+++ THE RECORDS +++

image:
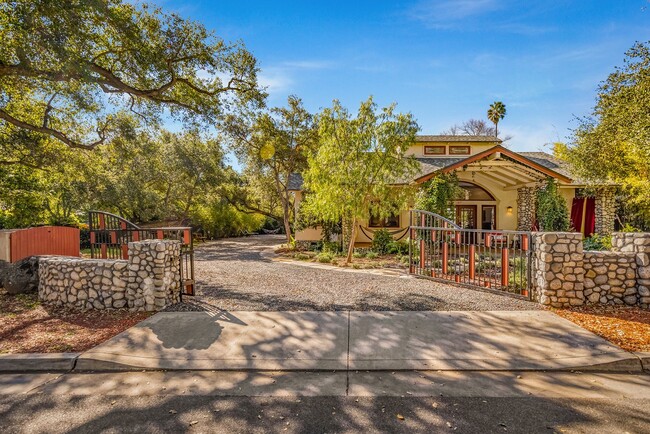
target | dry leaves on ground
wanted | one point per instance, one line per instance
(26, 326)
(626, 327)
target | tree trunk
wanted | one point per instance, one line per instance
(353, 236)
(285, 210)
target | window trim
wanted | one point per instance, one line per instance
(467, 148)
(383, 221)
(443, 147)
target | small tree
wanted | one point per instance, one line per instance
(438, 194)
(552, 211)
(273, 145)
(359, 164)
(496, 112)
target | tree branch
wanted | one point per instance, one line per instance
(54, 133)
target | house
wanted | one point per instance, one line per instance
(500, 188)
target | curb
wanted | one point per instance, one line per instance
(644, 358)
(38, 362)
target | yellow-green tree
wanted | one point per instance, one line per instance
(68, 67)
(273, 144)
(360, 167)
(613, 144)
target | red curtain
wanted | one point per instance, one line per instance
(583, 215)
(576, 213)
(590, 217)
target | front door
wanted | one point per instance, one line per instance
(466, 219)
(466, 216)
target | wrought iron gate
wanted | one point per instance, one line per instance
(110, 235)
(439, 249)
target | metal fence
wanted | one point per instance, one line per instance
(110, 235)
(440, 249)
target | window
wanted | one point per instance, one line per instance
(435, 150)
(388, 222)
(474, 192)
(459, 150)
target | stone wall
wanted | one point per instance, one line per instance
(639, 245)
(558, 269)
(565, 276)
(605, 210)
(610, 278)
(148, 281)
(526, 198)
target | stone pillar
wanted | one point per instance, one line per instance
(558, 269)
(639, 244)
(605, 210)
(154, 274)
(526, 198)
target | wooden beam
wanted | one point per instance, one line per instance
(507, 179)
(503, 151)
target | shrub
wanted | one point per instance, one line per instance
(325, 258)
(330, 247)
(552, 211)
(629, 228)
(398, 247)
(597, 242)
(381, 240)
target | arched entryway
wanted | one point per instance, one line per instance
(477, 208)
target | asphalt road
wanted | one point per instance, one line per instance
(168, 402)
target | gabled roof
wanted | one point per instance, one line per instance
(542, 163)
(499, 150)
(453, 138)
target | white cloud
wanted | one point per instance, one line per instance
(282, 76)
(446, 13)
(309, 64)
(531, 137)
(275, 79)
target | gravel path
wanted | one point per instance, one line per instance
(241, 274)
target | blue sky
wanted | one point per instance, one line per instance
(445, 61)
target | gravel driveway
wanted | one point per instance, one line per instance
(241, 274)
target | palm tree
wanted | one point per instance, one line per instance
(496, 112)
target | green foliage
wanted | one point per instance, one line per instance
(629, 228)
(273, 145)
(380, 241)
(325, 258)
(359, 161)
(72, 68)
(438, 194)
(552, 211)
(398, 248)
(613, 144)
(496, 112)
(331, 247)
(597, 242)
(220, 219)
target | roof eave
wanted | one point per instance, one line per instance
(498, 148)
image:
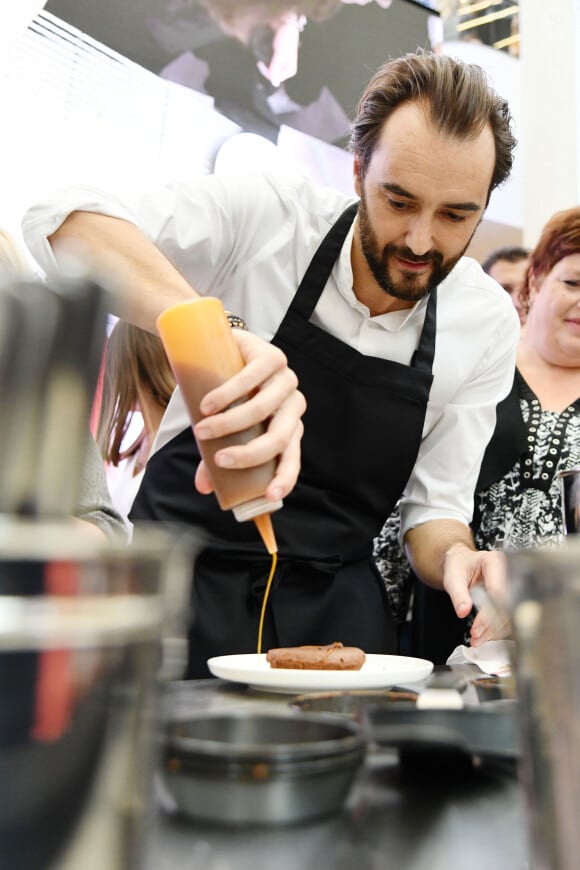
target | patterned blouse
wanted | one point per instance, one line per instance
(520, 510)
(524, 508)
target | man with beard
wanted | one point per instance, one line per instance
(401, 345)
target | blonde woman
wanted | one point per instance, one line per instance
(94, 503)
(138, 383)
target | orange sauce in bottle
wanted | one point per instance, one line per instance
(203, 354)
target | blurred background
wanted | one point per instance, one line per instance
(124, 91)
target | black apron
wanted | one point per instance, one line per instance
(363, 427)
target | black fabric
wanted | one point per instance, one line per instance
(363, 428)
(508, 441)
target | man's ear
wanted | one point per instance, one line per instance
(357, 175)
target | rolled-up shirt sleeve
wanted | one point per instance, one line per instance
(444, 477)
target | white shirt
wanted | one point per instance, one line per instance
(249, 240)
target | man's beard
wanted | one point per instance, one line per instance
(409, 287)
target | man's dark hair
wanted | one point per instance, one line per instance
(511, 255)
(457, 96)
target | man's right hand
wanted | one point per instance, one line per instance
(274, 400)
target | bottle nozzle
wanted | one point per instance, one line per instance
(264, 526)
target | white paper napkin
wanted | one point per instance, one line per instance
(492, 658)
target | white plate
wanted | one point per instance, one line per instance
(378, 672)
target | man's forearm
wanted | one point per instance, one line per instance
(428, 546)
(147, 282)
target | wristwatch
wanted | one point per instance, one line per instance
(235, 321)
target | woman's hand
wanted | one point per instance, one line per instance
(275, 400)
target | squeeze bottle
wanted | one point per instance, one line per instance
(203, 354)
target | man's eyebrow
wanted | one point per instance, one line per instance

+++
+++ THE RECORDS +++

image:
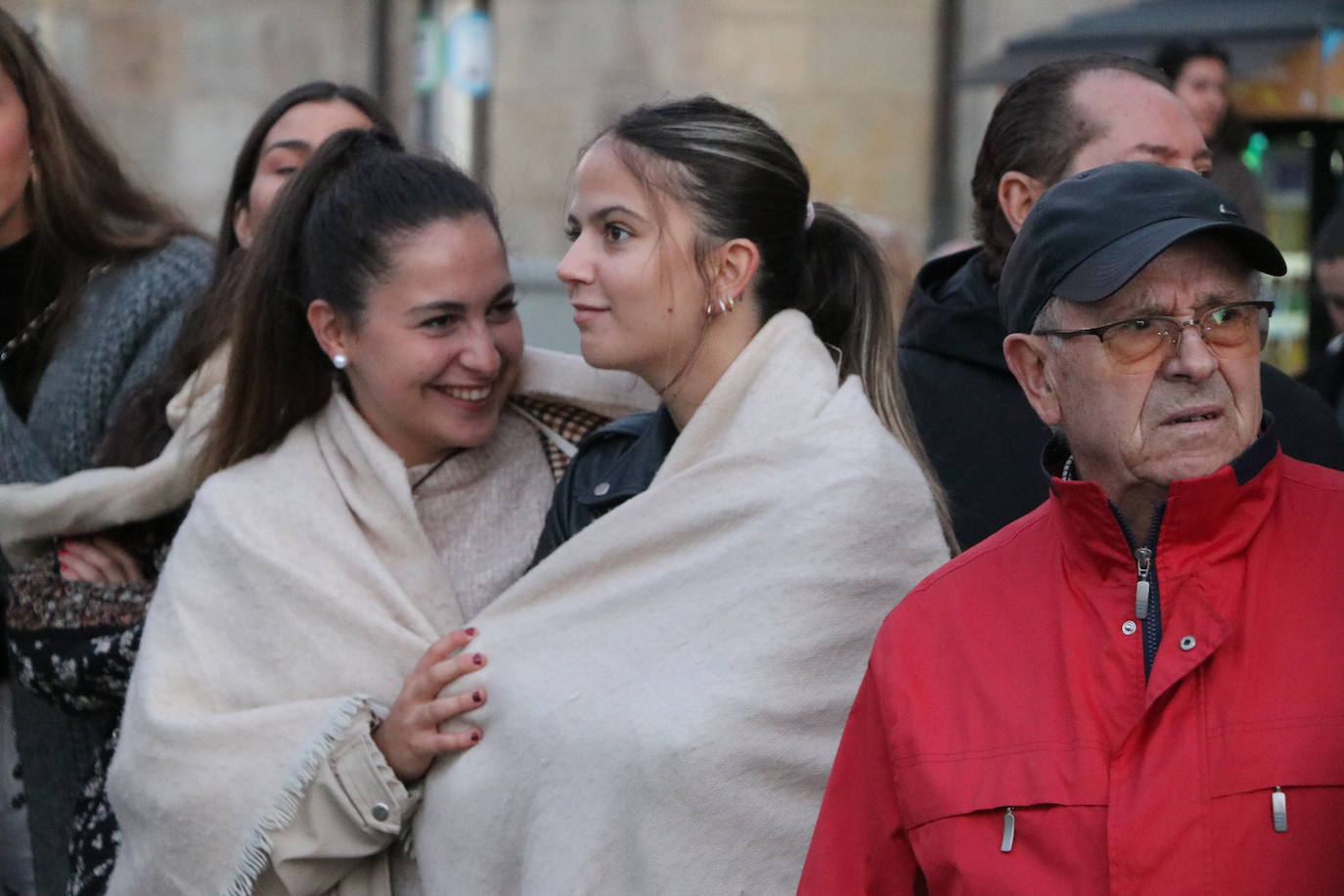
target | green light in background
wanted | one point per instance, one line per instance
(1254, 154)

+++

▶ **AIM**: List each line of the material above that contains the string "bottle", with case counting toward a match.

▶ **EXERCISE SOLUTION**:
target | orange sauce in bottle
target | bottle nozzle
target | squeeze bottle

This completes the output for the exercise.